- _THE EXERCISE_: Copy the following listing line for line, exactly as it appears.

- _SUPPLIED DATA_:
═══

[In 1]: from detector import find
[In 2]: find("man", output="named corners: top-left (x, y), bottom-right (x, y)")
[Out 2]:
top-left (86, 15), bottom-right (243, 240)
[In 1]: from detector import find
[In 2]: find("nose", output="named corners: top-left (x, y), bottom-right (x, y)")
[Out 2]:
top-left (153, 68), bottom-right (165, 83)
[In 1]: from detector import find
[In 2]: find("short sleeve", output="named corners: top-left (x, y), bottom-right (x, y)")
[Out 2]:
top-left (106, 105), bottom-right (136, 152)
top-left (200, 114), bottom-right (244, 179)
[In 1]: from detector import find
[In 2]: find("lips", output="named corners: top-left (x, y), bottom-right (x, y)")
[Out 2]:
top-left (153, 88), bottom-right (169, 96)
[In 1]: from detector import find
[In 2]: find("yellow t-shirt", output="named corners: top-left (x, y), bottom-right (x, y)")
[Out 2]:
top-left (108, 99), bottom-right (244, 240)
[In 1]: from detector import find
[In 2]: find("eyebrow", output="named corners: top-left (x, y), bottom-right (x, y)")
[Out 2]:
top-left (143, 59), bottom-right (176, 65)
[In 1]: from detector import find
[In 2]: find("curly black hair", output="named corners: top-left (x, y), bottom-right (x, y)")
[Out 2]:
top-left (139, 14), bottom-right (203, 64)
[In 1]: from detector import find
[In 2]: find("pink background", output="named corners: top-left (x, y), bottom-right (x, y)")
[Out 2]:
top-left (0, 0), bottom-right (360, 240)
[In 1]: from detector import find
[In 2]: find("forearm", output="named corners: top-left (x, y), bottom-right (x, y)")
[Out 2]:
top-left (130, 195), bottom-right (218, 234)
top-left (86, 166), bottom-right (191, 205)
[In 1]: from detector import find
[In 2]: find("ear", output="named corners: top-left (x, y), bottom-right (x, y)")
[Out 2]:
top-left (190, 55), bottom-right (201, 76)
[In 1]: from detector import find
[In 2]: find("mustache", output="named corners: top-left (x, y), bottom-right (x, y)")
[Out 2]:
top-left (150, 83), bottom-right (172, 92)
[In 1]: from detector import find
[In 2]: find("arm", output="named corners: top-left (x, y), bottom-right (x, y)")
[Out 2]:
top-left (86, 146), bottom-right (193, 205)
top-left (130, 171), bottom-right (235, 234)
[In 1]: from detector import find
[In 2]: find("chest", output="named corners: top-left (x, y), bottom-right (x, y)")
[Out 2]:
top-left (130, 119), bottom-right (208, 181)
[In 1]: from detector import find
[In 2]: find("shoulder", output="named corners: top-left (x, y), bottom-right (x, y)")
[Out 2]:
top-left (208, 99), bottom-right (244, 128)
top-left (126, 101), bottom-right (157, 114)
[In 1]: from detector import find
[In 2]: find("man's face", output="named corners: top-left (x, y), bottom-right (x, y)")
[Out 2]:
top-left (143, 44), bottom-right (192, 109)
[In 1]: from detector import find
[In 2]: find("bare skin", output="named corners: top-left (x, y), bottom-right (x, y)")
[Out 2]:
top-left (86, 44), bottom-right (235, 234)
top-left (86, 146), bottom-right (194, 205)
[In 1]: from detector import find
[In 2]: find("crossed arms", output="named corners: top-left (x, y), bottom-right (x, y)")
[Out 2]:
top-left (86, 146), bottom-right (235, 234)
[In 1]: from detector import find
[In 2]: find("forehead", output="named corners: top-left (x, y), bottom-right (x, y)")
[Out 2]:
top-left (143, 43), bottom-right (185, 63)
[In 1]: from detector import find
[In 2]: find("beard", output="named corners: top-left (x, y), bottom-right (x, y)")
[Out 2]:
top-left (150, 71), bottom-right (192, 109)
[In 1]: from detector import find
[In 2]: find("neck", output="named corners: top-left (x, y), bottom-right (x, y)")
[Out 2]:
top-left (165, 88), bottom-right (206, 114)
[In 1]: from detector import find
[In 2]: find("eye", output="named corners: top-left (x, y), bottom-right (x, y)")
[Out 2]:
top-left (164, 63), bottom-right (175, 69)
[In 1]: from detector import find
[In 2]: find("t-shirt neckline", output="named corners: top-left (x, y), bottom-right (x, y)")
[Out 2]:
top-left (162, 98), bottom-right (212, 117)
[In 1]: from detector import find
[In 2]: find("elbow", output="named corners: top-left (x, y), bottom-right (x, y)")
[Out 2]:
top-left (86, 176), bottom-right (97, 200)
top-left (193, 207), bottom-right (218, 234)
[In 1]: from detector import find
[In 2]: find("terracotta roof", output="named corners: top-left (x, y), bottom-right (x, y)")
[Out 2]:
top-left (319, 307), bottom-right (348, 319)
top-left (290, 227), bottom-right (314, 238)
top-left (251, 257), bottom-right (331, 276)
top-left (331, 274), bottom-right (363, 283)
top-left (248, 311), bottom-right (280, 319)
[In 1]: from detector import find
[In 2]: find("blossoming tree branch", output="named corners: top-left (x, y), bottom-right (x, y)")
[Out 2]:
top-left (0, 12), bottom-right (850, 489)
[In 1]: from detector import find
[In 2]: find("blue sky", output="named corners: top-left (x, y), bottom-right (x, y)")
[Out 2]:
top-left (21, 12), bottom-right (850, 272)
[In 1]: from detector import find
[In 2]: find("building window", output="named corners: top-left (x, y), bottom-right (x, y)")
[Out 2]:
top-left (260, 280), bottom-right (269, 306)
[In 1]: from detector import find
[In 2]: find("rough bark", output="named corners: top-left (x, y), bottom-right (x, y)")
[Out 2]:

═══

- _SOLUTION_:
[In 1]: from detector import find
[In 2]: find("man", output="named corners: top-left (x, y), bottom-right (x, y)")
[Out 2]:
top-left (86, 15), bottom-right (243, 240)
[In 1]: from detector import find
[In 2]: find("nose", output="named corners: top-left (x, y), bottom-right (x, y)")
[Out 2]:
top-left (153, 68), bottom-right (165, 83)
[In 1]: from detector import find
[In 2]: find("short sleeve", output="named corners: top-left (x, y), bottom-right (x, y)")
[Out 2]:
top-left (106, 105), bottom-right (136, 152)
top-left (200, 114), bottom-right (244, 179)
[In 1]: from detector import find
[In 2]: find("lips", output="named corners: top-left (x, y), bottom-right (x, y)")
[Out 2]:
top-left (153, 88), bottom-right (169, 96)
[In 1]: from detector import find
[In 2]: find("yellow t-shirt", output="named corners: top-left (x, y), bottom-right (x, y)")
[Out 2]:
top-left (108, 99), bottom-right (244, 240)
[In 1]: from detector import find
[In 2]: find("eyebrow", output="named corners: top-left (x, y), bottom-right (x, y)")
[Out 2]:
top-left (143, 59), bottom-right (176, 65)
[In 1]: from detector import find
[In 2]: find("curly black hair", output="named corners: top-left (x, y), bottom-right (x, y)")
[Out 2]:
top-left (139, 14), bottom-right (203, 64)
[In 1]: from detector import find
[In 2]: find("pink background", output="named corners: top-left (x, y), bottom-right (x, y)")
[Out 2]:
top-left (0, 0), bottom-right (360, 240)
[In 1]: from detector import find
[In 2]: find("forearm", output="named corners: top-left (x, y), bottom-right (x, y)")
[Out 2]:
top-left (130, 195), bottom-right (218, 234)
top-left (86, 166), bottom-right (191, 205)
[In 1]: from detector import find
[In 2]: find("ear", output="named corners: top-left (x, y), bottom-right (x, y)")
[Out 2]:
top-left (190, 55), bottom-right (201, 76)
[In 1]: from detector import find
[In 2]: find("mustache", output="named corners: top-left (x, y), bottom-right (x, y)")
[Out 2]:
top-left (150, 83), bottom-right (172, 92)
[In 1]: from detector import find
[In 2]: find("arm", output="named corners: top-left (x, y), bottom-right (x, y)")
[Out 2]:
top-left (86, 146), bottom-right (193, 205)
top-left (130, 171), bottom-right (235, 234)
[In 1]: from detector import find
[In 2]: find("chest", output="named corners: top-left (x, y), bottom-right (x, y)")
[Out 2]:
top-left (130, 119), bottom-right (208, 181)
[In 1]: from detector import find
[In 2]: find("shoulder", output="named corners: top-left (x, y), bottom-right (x, y)")
[Out 2]:
top-left (208, 99), bottom-right (244, 128)
top-left (126, 101), bottom-right (157, 114)
[In 1]: from detector import find
[In 2]: find("man's face", output="named corners: top-left (x, y), bottom-right (x, y)")
[Out 2]:
top-left (143, 44), bottom-right (192, 109)
[In 1]: from detector import find
[In 2]: find("bare skin", output="named corners: top-left (x, y), bottom-right (x, y)")
[Out 2]:
top-left (86, 44), bottom-right (235, 234)
top-left (86, 146), bottom-right (194, 205)
[In 1]: from detector import find
[In 2]: find("crossed arms", output="named corners: top-left (x, y), bottom-right (x, y)")
[Out 2]:
top-left (86, 146), bottom-right (235, 234)
[In 1]: from detector import find
[In 2]: find("forehead", output="named corners: top-left (x, y), bottom-right (x, y)")
[Out 2]:
top-left (143, 43), bottom-right (185, 63)
[In 1]: from detector import find
[In 2]: find("beard", output="named corners: top-left (x, y), bottom-right (x, y)")
[Out 2]:
top-left (150, 71), bottom-right (192, 109)
[In 1]: from detector import find
[In 2]: find("neck", output="named corners: top-left (x, y), bottom-right (x, y)")
[Out 2]:
top-left (165, 88), bottom-right (206, 114)
[In 1]: from detector import find
[In 2]: find("eye", output="named corners: top-left (x, y), bottom-right (x, y)")
[Out 2]:
top-left (164, 63), bottom-right (175, 69)
[In 1]: from detector import find
[In 2]: find("t-shirt neckline", output="named corners: top-left (x, y), bottom-right (x, y)")
[Out 2]:
top-left (162, 98), bottom-right (212, 117)
[In 1]: from detector import find
[In 2]: find("elbow", output="named corners: top-left (x, y), bottom-right (x, y)")
[Out 2]:
top-left (86, 176), bottom-right (97, 200)
top-left (193, 207), bottom-right (218, 234)
[In 1]: from detector import find
[In 2]: find("terracotta roof", output="named corners: top-left (x, y), bottom-right (x, y)")
[Out 2]:
top-left (319, 307), bottom-right (348, 319)
top-left (290, 227), bottom-right (314, 238)
top-left (251, 257), bottom-right (331, 276)
top-left (331, 274), bottom-right (363, 283)
top-left (248, 311), bottom-right (280, 319)
[In 1]: from detector import find
[In 2]: find("blossoming tree branch", output="named corners: top-left (x, y), bottom-right (x, y)")
[Out 2]:
top-left (0, 12), bottom-right (850, 489)
[In 1]: from detector import find
[In 2]: find("blue sky", output="named corners: top-left (x, y), bottom-right (x, y)")
[Out 2]:
top-left (21, 12), bottom-right (850, 272)
[In 1]: from detector import find
[In 2]: find("building window", output="named corners: top-left (x, y), bottom-right (x, y)")
[Out 2]:
top-left (260, 280), bottom-right (269, 306)
[In 1]: from detector import find
[In 2]: find("rough bark", output="named corners: top-left (x, y), bottom-right (x, y)")
[Out 2]:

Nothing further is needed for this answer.